**What is required**:
Repeat the records given below in full, with no changes.

[Point-per-instance localization data]

Start of Block

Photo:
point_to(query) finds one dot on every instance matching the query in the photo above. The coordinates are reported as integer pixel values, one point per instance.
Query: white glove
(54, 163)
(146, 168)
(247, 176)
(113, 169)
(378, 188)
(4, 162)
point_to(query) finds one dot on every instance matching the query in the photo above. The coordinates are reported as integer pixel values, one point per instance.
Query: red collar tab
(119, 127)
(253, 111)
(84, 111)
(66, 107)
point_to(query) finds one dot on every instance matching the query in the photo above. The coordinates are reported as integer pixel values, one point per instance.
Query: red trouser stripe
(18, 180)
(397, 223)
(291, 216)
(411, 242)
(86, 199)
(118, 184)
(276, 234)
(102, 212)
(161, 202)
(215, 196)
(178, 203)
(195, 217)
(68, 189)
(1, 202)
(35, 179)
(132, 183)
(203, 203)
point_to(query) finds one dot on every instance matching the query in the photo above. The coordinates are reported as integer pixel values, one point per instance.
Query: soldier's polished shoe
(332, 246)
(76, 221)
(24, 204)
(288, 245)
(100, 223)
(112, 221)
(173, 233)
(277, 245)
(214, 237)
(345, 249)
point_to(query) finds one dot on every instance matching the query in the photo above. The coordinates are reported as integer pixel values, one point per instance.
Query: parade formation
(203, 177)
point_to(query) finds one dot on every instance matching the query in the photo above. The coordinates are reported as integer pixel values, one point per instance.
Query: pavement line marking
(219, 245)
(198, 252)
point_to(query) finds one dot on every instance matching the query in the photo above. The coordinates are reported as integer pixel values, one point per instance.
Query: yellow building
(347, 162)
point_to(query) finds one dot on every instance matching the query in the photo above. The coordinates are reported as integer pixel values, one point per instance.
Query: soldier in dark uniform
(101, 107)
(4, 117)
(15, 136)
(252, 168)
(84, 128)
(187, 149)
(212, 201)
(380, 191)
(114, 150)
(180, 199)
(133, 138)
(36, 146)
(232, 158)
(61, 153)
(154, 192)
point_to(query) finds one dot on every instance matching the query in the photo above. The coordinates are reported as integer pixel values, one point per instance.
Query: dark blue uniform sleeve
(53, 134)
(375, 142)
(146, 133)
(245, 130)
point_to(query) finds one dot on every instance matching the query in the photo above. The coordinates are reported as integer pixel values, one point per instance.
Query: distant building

End of Block

**Output for this task**:
Photo:
point_to(query) finds one dot on every instance matching the query in the photo above. The coordinates are reported as integer pixel values, one point per instance.
Query: white glove
(54, 163)
(146, 168)
(247, 176)
(113, 169)
(378, 188)
(4, 162)
point_to(query) finds one dot on every instance matching the query in the photo above. The coordinates are reported as integer pixel values, one point per instance.
Query: red collar tab
(119, 127)
(253, 111)
(84, 111)
(66, 107)
point_to(query) finds one dot on every instance matching the query in the photo above. The coordinates are reported as integer pixel values, one point per instance.
Query: red trouser stripe
(18, 180)
(397, 223)
(291, 216)
(411, 242)
(86, 199)
(118, 184)
(276, 234)
(102, 212)
(161, 202)
(215, 196)
(178, 203)
(195, 217)
(68, 189)
(1, 202)
(35, 179)
(132, 183)
(203, 203)
point_to(query) finds one dot on every instance matching the query in the photo above. The coordinates are reported as integer pixel values, one point per instance.
Query: soldier's polished shoe
(332, 246)
(76, 221)
(24, 204)
(288, 245)
(100, 223)
(112, 221)
(173, 233)
(277, 245)
(214, 237)
(345, 249)
point_to(query) finds one dot on every instance matching the query in the photo above. The coordinates are reported as integer pixel values, one point per instance.
Query: parade formation
(203, 177)
point_to(query) finds one dot on every instance matching the query in the photo above. The coordinates are reported as integer pixel values, one point per instance.
Query: pavement line marking
(219, 245)
(198, 252)
point_to(query) finds one dot on every instance matching the query in the photo above. The coordinates are reported as integer pixel values, one point per instance.
Query: yellow building
(347, 162)
point_to(query) finds one dot on every instance matching the query in the photo above. The coordinates are reported as integer pixel values, one point per instance.
Query: soldier in dark uniform
(101, 107)
(4, 117)
(15, 136)
(252, 168)
(84, 128)
(187, 149)
(212, 201)
(380, 191)
(114, 150)
(180, 199)
(133, 138)
(36, 146)
(232, 158)
(61, 153)
(154, 192)
point_to(query) finds one dot on every instance matching the query in the photo above. The coordinates are reported as integer pixel values, one point per instance.
Query: dark blue uniform sleeve
(53, 134)
(375, 142)
(146, 133)
(245, 130)
point_to(query) finds one dot on every instance matching the query in the photo above. The coordinates are reported as integer pixel values, one point per instance.
Query: distant building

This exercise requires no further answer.